BEGIN Text under study

Personal information
- Born: November 10, 1932 Beloit, Wisconsin, U.S.
- Died: February 9, 2008 (aged 75) Cassopolis, Michigan, U.S.
- Listed height: 6 ft 2 in (1.88 m)
- Listed weight: 218 lb (99 kg)

Career information
- High school: Beloit
- College: Michigan (1950–1953)
- NFL draft: 1954 (10th round, 111th overall pick)

Career history
- Green Bay Packers (1954–1956);

Awards and highlights
- 1953 Hula Bowl College All-Star Game;

Career NFL statistics
- Fumble recoveries: 1
- Stats at Pro Football Reference

= Gene Knutson =

American football player (1932–2008)

Eugene Peter "Gene" Knutson (November 10, 1932 – February 9, 2008) was an American professional football player. He played college football as an offensive and defensive end for the University of Michigan (1951–1953) and professional football as a defensive end for the Green Bay Packers (1954–1956). As a senior at Michigan, Knutson was selected to play in the Hula Bowl College All-Star Game.

==Early years in Beloit==
Knutson was born in Beloit, Wisconsin in 1932. He was the son of Florence and Peter Knutson. He began playing football at Lincoln High School in Beloit. At Beloit Memorial High School, he played football, basketball and track and field. He earned seven varsity letters and won all-state honors in both football and basketball and was a hurdler on Beloit's state championship track team as a junior. Knutson graduated from Beloit High School in 1950. One of his teammates later recalled, "Gene was probably one of the best all-around athletes Beloit High School ever had."

END Text under study

Exercise set.
(a) Reproduce the part of the Gene Knutson biography starting with "Awards and highlights" and going on through "College All-Star Game.".
(b) Drawing only on the high school record in the Gene Knutson biography, explain in one to three sentences what accomplishments precede a teammate's remark that he was one of Beloit High School's best all-around athletes.
The entries that follow have no connection to the Gene Knutson biography.

BEGIN Records shown

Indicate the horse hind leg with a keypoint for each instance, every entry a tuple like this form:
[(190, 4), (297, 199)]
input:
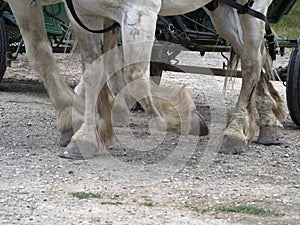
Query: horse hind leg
[(272, 112)]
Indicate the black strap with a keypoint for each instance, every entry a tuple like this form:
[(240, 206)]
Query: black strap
[(73, 12)]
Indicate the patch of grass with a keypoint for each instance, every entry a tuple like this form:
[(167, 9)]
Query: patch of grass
[(148, 203), (251, 210), (198, 209), (111, 203), (84, 195)]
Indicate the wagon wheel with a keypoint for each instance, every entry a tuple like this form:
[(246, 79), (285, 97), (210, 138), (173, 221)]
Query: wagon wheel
[(293, 85), (3, 47)]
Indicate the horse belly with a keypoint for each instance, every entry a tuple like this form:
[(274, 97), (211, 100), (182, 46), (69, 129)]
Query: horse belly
[(177, 7)]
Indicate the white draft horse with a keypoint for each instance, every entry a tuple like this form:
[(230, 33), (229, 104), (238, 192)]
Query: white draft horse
[(138, 20)]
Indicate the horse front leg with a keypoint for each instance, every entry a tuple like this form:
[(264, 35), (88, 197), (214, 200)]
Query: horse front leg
[(30, 19), (241, 129)]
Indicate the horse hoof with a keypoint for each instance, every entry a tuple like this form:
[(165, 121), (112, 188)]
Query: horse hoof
[(79, 150), (232, 145), (198, 126), (270, 135), (65, 138)]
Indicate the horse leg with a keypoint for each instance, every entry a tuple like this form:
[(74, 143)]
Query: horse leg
[(271, 108), (170, 109), (30, 19), (91, 47)]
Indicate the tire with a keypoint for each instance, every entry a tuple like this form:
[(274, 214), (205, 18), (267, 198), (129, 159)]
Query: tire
[(293, 85), (155, 72), (3, 47)]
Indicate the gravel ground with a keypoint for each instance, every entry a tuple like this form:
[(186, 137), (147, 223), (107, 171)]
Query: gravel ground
[(142, 178)]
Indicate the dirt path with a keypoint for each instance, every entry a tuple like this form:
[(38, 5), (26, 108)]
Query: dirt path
[(141, 179)]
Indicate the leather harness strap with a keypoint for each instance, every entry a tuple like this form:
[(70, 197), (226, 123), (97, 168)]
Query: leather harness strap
[(74, 14)]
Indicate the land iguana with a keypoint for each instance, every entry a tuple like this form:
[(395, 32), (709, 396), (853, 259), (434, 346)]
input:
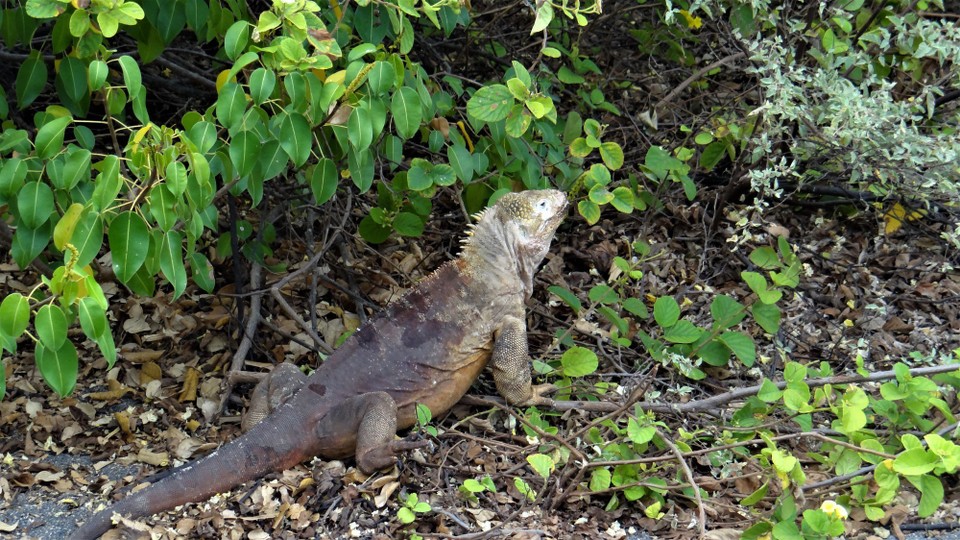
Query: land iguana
[(427, 347)]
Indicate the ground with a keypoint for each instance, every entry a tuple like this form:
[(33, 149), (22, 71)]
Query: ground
[(153, 409), (870, 290)]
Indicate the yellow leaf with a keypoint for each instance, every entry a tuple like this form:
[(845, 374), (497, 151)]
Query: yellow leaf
[(893, 219), (190, 381), (64, 229), (223, 78), (692, 22)]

END Records shown

Task answers.
(a)
Awards and highlights
- 1953 Hula Bowl College All-Star Game;

Career NFL statistics
- Fumble recoveries: 1
- Stats at Pro Football Reference

= Gene Knutson =

American football player (1932–2008)

Eugene Peter "Gene" Knutson (November 10, 1932 – February 9, 2008) was an American professional football player. He played college football as an offensive and defensive end for the University of Michigan (1951–1953) and professional football as a defensive end for the Green Bay Packers (1954–1956). As a senior at Michigan, Knutson was selected to play in the Hula Bowl College All-Star Game.

(b) At Beloit Memorial High School, Knutson played football, basketball and track and field and earned seven varsity letters. He won all-state honors in both football and basketball. As a junior, he was a hurdler on Beloit's state championship track team.